■ Required work:
Update the entries in the part that opens with the line containing "Outline every instance of the fallen log." and closes with the line containing "206 307 L 250" by changing "example" to "sample". Return only those lines, with nothing else altered.

Stored entries
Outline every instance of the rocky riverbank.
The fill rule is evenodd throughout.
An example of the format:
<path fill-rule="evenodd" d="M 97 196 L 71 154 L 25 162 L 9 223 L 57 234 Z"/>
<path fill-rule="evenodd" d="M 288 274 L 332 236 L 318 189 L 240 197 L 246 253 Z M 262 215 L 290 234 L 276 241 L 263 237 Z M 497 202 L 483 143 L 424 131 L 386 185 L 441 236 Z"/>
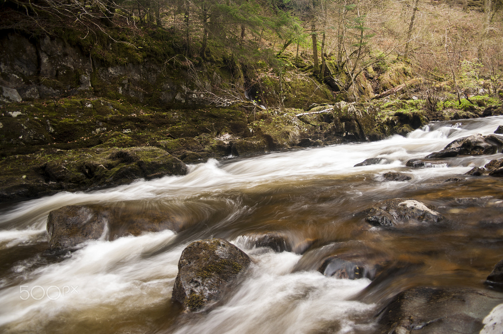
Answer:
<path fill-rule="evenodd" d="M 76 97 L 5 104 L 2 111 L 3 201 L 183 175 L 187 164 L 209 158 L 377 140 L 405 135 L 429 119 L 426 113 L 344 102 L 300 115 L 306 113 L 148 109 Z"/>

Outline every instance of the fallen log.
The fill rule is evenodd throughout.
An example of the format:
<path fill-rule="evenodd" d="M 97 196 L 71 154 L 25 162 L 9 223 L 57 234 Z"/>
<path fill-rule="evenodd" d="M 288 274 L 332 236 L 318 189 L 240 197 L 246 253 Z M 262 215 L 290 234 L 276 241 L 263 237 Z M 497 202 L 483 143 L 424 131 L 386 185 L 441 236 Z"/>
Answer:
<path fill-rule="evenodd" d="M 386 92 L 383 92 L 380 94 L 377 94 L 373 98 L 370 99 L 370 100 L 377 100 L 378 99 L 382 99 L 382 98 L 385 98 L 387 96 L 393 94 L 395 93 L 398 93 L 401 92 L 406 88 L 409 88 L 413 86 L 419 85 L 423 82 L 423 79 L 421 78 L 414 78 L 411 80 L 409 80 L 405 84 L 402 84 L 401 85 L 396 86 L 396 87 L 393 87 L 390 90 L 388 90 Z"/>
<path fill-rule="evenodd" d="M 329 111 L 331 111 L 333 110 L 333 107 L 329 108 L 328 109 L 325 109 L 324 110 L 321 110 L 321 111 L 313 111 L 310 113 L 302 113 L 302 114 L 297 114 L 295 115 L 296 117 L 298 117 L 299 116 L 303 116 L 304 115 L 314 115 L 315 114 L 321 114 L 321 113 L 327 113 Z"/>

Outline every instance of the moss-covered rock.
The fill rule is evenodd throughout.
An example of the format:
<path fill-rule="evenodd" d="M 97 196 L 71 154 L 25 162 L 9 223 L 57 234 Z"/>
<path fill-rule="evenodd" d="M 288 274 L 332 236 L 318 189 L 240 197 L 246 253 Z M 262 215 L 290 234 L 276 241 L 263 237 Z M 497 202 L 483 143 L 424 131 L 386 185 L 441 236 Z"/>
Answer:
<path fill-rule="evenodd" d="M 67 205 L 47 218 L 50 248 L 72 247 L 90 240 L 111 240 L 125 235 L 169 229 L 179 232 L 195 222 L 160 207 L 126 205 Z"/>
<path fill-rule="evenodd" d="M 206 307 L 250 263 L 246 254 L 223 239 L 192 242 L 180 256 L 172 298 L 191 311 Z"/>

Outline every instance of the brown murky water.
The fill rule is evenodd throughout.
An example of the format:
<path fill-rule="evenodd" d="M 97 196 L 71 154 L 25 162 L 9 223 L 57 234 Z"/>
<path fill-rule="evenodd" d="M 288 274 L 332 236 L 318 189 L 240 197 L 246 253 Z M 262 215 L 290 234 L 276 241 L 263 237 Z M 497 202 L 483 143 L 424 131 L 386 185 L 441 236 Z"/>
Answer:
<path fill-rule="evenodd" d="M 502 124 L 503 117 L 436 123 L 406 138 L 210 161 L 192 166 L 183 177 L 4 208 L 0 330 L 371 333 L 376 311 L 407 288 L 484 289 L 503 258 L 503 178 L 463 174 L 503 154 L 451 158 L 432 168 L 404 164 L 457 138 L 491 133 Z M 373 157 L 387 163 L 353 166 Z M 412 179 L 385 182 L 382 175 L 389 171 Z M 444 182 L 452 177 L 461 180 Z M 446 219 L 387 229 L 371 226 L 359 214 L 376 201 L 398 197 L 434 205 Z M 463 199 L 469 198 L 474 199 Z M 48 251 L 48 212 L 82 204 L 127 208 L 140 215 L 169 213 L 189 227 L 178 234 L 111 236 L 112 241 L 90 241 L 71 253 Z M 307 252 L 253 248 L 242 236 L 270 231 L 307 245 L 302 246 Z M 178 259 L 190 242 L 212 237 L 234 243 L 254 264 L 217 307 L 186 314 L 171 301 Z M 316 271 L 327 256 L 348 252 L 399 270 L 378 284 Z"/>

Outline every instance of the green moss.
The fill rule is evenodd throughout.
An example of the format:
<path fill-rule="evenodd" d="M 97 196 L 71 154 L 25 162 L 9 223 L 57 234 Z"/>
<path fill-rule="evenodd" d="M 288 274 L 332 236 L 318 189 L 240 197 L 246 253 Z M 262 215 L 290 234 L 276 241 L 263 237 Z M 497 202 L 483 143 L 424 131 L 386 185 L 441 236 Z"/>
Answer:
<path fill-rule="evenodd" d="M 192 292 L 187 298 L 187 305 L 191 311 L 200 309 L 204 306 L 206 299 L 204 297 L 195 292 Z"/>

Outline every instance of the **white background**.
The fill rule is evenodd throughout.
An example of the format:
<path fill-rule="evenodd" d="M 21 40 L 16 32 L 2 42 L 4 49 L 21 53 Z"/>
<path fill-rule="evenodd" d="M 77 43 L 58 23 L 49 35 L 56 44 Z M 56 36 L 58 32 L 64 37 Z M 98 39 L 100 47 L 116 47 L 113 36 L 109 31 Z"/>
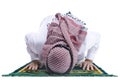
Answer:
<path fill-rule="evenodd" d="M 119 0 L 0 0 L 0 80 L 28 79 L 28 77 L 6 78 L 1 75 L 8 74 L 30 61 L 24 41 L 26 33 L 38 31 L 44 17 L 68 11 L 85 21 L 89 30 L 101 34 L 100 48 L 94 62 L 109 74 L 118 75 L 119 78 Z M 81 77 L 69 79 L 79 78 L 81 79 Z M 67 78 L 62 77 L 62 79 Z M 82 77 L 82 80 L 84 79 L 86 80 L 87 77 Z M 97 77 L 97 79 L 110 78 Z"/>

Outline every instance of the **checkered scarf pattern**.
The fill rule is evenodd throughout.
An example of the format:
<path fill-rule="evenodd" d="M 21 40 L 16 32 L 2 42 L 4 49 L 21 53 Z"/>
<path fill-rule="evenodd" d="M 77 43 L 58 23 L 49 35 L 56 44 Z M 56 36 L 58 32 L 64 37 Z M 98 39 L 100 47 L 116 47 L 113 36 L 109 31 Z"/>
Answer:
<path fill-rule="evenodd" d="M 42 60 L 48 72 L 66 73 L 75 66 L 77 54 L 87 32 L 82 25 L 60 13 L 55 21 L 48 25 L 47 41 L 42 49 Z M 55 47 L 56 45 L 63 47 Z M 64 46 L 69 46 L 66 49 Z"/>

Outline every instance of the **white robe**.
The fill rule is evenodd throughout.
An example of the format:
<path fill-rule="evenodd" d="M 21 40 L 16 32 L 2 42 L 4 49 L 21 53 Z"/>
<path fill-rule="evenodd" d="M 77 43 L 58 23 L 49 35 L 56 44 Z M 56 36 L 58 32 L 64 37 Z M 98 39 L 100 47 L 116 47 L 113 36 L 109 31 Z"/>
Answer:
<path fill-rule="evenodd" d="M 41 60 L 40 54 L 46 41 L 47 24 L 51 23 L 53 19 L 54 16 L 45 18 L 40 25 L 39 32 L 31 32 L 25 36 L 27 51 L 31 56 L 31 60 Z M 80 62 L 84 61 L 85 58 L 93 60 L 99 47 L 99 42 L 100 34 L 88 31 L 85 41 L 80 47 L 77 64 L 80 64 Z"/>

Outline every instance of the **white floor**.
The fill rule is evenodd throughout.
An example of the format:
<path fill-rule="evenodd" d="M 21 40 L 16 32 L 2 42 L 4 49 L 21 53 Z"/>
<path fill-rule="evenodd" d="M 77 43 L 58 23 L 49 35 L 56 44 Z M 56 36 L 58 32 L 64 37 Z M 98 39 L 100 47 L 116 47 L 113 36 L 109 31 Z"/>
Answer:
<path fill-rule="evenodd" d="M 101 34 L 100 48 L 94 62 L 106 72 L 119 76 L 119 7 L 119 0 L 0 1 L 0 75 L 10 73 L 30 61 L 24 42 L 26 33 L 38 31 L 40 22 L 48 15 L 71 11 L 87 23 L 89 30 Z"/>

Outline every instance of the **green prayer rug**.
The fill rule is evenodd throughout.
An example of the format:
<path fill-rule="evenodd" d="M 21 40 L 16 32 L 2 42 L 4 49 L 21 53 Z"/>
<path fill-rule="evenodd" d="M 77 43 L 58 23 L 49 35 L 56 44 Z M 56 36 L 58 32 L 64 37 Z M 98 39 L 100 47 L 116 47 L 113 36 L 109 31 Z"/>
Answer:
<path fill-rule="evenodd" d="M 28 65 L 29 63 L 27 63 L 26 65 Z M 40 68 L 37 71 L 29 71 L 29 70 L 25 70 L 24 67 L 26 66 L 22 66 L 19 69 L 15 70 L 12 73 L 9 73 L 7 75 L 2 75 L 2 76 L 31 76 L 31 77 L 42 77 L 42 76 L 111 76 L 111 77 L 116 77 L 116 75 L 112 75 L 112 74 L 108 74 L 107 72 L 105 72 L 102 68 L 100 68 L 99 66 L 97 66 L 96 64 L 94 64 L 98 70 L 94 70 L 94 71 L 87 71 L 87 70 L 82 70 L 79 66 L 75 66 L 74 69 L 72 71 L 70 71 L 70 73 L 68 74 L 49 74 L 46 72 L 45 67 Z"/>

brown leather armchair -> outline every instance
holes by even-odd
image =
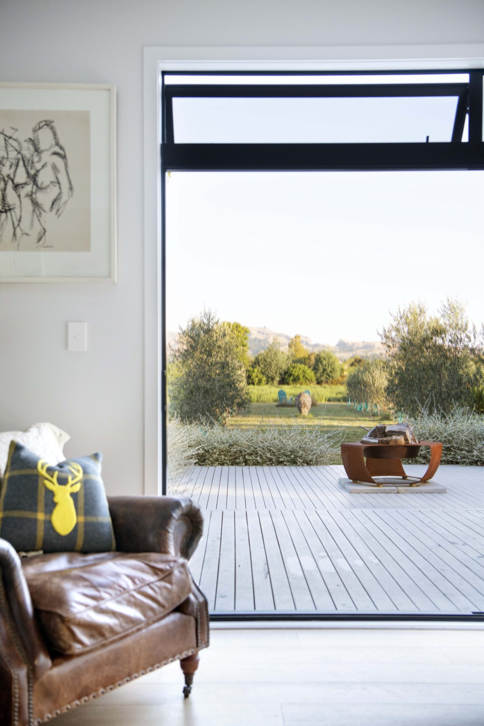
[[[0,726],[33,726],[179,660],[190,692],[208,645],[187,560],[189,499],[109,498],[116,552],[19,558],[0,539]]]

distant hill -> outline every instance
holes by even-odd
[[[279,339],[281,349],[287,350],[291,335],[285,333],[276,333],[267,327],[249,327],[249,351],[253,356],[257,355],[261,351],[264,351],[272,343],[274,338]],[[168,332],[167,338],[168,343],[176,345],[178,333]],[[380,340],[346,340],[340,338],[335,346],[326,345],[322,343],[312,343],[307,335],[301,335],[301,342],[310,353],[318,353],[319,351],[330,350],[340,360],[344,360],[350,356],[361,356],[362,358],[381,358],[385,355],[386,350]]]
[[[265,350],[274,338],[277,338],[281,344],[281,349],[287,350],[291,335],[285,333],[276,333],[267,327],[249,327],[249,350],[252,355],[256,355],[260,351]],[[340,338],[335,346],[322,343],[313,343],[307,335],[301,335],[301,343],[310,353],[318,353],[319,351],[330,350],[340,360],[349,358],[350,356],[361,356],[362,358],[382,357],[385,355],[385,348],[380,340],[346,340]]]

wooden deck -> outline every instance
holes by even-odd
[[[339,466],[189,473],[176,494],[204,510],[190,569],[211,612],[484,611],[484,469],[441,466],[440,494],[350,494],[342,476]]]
* * *
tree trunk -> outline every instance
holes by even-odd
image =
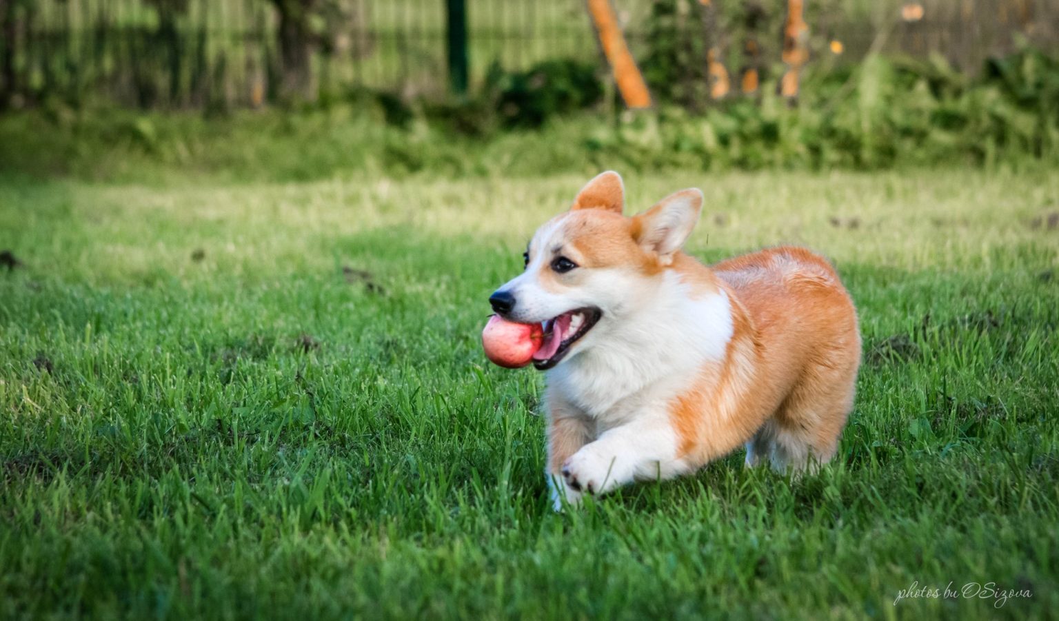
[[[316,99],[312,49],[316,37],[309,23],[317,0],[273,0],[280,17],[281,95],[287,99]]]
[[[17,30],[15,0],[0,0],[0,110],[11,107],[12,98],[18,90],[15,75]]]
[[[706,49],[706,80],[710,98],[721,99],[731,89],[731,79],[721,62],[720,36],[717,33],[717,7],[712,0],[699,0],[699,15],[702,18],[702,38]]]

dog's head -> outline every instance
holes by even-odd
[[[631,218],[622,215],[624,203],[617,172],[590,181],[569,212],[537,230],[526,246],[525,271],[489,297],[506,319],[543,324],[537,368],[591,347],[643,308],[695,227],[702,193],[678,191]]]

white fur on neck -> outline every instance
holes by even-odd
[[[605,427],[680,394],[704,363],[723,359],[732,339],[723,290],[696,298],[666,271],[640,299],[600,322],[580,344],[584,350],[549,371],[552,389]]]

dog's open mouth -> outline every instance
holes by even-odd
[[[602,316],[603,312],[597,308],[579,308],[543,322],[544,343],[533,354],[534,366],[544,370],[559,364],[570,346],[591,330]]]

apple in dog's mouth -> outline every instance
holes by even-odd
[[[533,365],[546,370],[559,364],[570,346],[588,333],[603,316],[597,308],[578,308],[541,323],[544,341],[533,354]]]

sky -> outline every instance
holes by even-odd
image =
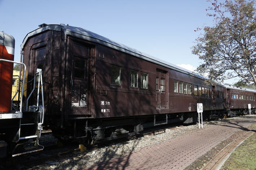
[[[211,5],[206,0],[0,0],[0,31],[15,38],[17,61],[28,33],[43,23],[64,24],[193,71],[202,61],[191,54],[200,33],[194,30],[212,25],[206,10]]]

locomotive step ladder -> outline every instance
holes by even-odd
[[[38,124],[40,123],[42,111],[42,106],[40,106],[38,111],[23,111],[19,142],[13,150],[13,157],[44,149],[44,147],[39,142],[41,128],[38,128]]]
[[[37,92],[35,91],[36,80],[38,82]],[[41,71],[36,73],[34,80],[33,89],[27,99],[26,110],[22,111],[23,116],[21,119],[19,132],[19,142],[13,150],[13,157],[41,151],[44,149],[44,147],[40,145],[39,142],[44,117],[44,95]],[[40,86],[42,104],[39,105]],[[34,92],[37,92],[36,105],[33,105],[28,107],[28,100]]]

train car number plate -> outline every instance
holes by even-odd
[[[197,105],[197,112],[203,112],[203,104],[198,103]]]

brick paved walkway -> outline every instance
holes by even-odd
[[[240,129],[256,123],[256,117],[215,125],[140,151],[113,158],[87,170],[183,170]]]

■ Answer to this exercise:
Outline every instance of the fallen log.
The fill rule is evenodd throughout.
An sample of the format:
<path fill-rule="evenodd" d="M 97 196 L 71 154 L 25 162 L 9 223 L 57 234 Z"/>
<path fill-rule="evenodd" d="M 288 274 L 332 236 L 318 189 L 240 197 L 246 253 Z M 262 215 L 290 234 L 276 241 L 263 237 Z M 497 202 L 483 143 L 424 131 L 386 185 L 441 236 Z"/>
Answer:
<path fill-rule="evenodd" d="M 386 92 L 383 92 L 380 94 L 377 94 L 373 98 L 370 99 L 370 100 L 377 100 L 378 99 L 382 99 L 382 98 L 385 98 L 387 96 L 393 94 L 395 93 L 398 93 L 401 92 L 406 88 L 409 88 L 413 86 L 419 85 L 423 82 L 423 79 L 421 78 L 414 78 L 411 80 L 409 80 L 405 84 L 402 84 L 401 85 L 396 86 L 396 87 L 393 87 L 390 90 L 388 90 Z"/>
<path fill-rule="evenodd" d="M 329 111 L 331 111 L 333 110 L 333 107 L 329 108 L 328 109 L 325 109 L 324 110 L 321 110 L 321 111 L 313 111 L 310 113 L 302 113 L 302 114 L 297 114 L 295 115 L 296 117 L 298 117 L 299 116 L 303 116 L 304 115 L 314 115 L 315 114 L 321 114 L 321 113 L 327 113 Z"/>

Outline every instance of the moss-covered rock.
The fill rule is evenodd throughout.
An sample of the format:
<path fill-rule="evenodd" d="M 97 196 L 71 154 L 25 162 L 9 223 L 57 234 Z"/>
<path fill-rule="evenodd" d="M 288 274 L 332 236 L 318 189 L 240 197 L 246 253 Z M 262 215 L 290 234 L 276 241 L 263 237 Z M 497 202 L 483 143 L 424 131 L 386 185 L 441 236 Z"/>
Answer:
<path fill-rule="evenodd" d="M 67 205 L 47 218 L 50 248 L 72 247 L 90 240 L 111 240 L 125 235 L 169 229 L 179 232 L 195 222 L 160 207 L 126 205 Z"/>
<path fill-rule="evenodd" d="M 206 307 L 250 263 L 246 254 L 223 239 L 192 242 L 180 256 L 172 298 L 191 311 Z"/>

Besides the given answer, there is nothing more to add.